And, I have to say, I’m quite pleased with the past year.

However, when I got to my New Year’s Resolution list for 2013 to see what I could cross off, I realized I didn’t make one. Gasp!

In the year that I bought a new house, vacationed in Mexico, hosted a Circus Party for my one-year old, saw Hillary Clinton speak, lost all feeling in my leg but then got it back, and then trained for and ran in the New York City Marathon, I didn’t set out to achieve anything.

I’m not really sure how to process this.

List-lover that I am, it doesn’t make sense that I accomplished anything without first writing it down. And yet, I can say that 2013 was probably one of the best year’s of my life. In fact, I really don’t know what to put on a list for 2014 because I’m not sure it can get much better.

Aside from my own achievements, this year was also the year my middle sister got married and my littlest sister got engaged. My dearest friends welcomed a new baby and we moved within a half-mile of each other. My brother moved across the country twice and is expecting a little boy next spring.

▶ **DATA EXCERPTS**
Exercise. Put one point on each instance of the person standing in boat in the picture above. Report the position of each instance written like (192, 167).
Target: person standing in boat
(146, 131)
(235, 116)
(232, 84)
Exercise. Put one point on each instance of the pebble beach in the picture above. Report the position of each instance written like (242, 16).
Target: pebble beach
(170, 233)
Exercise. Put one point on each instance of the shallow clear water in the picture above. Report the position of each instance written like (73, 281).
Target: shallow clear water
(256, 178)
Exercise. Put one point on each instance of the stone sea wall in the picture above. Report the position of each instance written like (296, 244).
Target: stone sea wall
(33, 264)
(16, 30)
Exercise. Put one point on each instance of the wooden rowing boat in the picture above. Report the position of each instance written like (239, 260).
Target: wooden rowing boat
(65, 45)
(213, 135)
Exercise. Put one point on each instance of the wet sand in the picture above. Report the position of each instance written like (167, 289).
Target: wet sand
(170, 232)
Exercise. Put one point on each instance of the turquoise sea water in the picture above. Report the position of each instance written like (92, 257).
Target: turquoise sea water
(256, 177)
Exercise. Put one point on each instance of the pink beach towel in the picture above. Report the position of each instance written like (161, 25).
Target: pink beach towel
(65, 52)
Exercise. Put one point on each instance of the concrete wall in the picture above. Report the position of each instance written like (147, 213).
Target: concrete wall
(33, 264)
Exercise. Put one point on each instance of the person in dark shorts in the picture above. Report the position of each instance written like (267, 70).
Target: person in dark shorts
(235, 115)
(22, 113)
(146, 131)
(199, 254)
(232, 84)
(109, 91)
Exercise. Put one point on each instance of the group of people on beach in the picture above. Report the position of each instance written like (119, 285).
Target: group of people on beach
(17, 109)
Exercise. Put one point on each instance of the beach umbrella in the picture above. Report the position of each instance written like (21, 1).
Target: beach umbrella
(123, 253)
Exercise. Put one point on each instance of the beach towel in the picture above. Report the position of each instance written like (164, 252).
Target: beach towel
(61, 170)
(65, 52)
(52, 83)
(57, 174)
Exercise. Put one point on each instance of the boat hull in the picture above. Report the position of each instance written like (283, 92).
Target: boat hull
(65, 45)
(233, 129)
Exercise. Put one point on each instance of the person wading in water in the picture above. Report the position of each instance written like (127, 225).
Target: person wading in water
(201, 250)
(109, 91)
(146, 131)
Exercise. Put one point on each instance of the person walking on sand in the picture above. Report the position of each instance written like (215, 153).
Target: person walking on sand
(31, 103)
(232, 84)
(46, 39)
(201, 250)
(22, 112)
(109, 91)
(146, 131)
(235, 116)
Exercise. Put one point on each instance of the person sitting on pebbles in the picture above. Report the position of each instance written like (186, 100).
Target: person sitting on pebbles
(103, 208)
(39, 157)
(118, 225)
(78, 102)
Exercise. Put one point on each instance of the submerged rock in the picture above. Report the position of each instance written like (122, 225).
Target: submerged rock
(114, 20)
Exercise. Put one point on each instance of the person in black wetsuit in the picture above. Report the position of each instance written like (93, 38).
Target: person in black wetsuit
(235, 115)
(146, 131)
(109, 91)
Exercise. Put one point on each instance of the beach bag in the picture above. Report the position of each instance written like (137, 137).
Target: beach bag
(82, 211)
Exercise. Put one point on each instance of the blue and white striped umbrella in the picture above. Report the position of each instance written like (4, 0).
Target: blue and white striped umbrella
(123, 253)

▶ **CHECK YOUR UNDERSTANDING**
- a) Translate this sentence from the year-in-review passage into Spanish: "My brother moved across the country twice and is expecting a little boy next spring."
- b) Carry on the year-in-review passage, starting after its final sentence about the brother.

▶ **ANSWERS FOR THE EXERCISE**
- a) Mi hermano se mudó al otro lado del país dos veces y espera un niño para la próxima primavera.

- b)
And the greatest news of all, my dad was diagnosed with stage 3 throat and tongue cancer and beat ithe is now 100% cancer free.

Yes, 2013 was full of surprise, blessings, change, and growth. You know, my spouse always says that 13 is his lucky number. It was his soccer jersey number when he was a kid and, oddly enough, both of the houses we’ve owned have had 13 in the address. After the year we’ve had, I think he’s right.

Let’s hope my soccer jersey number from when I was young, 14, will prove to be as good to us! I have a sneaking suspicion things are going to be great in 2014…. but more on that later.

Happy New Year, everyone! I hope you enjoy celebrating 2013 and have a wonderful 2014!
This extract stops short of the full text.